### STATED PROBLEM
Take the line containing "Exercise. Tag every instance of the white wall" and every line after it to the end of the records, and copy them exactly, leaving out pictures.

= = =

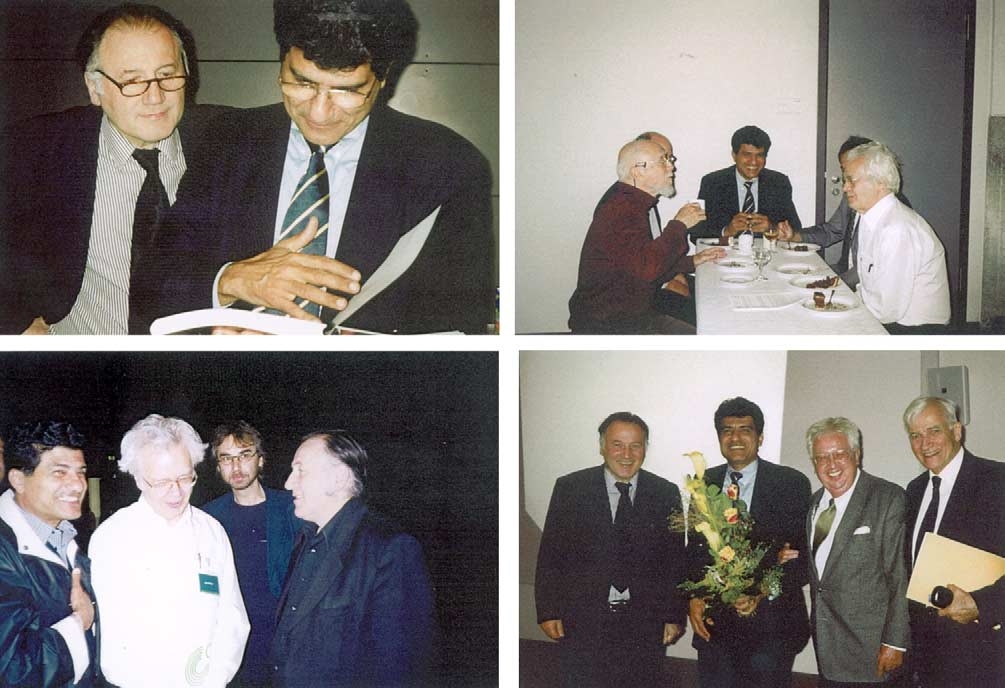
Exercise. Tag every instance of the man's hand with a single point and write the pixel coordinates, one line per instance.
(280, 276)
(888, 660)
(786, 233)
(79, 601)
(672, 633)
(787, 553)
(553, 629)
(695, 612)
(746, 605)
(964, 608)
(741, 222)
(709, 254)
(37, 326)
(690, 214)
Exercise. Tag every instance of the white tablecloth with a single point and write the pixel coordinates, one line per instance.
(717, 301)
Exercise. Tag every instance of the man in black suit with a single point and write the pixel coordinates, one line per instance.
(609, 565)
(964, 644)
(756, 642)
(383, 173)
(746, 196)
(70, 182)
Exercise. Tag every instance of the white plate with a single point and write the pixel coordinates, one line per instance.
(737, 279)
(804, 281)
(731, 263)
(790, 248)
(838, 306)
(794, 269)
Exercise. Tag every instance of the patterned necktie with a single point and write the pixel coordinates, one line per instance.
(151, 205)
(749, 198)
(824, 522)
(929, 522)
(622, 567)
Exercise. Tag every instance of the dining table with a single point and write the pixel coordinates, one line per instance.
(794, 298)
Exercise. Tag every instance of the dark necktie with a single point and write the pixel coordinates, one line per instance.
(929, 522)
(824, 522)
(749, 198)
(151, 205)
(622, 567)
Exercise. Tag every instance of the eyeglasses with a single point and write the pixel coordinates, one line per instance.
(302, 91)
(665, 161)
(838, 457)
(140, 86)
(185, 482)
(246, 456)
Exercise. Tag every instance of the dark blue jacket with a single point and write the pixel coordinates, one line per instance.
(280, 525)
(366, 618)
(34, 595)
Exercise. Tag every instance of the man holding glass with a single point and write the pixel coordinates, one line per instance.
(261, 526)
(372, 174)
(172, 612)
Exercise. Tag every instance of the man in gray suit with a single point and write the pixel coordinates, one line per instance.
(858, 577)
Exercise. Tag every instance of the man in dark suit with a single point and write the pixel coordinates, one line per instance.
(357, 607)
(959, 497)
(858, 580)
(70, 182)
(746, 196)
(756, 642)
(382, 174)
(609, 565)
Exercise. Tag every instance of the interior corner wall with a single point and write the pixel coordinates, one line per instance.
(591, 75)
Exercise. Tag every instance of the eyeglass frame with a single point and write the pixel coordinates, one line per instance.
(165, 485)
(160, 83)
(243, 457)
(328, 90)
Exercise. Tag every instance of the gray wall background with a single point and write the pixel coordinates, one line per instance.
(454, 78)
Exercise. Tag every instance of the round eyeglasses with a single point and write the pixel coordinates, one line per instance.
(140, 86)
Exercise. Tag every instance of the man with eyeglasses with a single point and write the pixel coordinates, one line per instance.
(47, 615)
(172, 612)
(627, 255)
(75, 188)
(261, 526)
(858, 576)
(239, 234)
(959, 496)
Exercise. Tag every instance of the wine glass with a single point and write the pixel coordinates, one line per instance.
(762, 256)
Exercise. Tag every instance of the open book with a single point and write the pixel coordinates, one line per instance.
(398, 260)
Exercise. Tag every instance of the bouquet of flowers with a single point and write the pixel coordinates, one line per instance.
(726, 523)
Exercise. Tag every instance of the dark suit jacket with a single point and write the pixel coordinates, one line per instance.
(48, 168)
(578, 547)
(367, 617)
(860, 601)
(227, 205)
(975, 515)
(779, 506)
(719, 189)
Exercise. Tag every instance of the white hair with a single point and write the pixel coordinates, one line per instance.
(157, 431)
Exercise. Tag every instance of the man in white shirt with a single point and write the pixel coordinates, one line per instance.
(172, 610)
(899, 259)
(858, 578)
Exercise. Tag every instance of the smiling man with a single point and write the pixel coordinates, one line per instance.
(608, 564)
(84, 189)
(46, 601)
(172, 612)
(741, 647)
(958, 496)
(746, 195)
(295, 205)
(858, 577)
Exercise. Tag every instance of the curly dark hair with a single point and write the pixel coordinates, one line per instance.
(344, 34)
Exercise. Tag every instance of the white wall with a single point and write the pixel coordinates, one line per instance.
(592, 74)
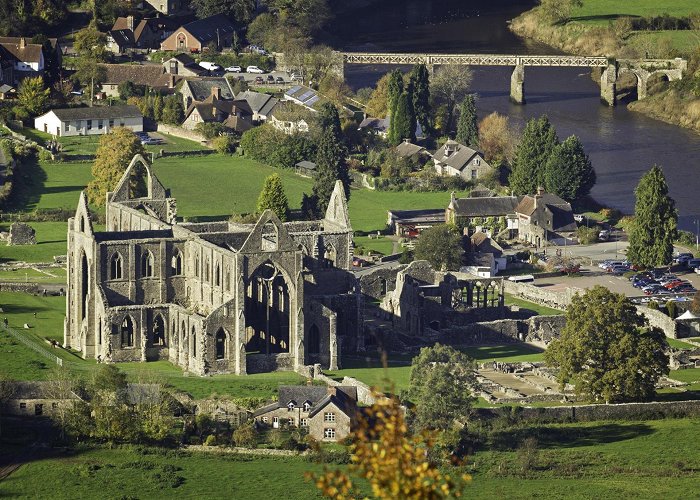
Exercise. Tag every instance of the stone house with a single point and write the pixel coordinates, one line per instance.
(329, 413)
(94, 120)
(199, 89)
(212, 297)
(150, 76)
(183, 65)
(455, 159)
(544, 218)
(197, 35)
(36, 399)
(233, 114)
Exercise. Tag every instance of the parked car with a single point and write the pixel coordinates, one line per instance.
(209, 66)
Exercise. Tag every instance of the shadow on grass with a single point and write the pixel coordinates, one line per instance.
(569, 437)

= = =

### SOLVED PROBLEM
Exercise. Tag every instance of the white wall with a single point and write the pixel coordinates, one line per instance.
(592, 74)
Exercise. Tag every instance of the stone house with a single point and write the pixel coordinates, one line per instance.
(329, 413)
(94, 120)
(199, 89)
(212, 297)
(150, 76)
(183, 65)
(455, 159)
(544, 218)
(197, 35)
(36, 399)
(233, 114)
Exercise. Tag every instance of the parked car with a single point and write the pixel coordinates, one line per instance.
(209, 66)
Exercise. Tag every instance of the shadow on grass with a single point and write the pixel coordinates, one line per instance.
(569, 437)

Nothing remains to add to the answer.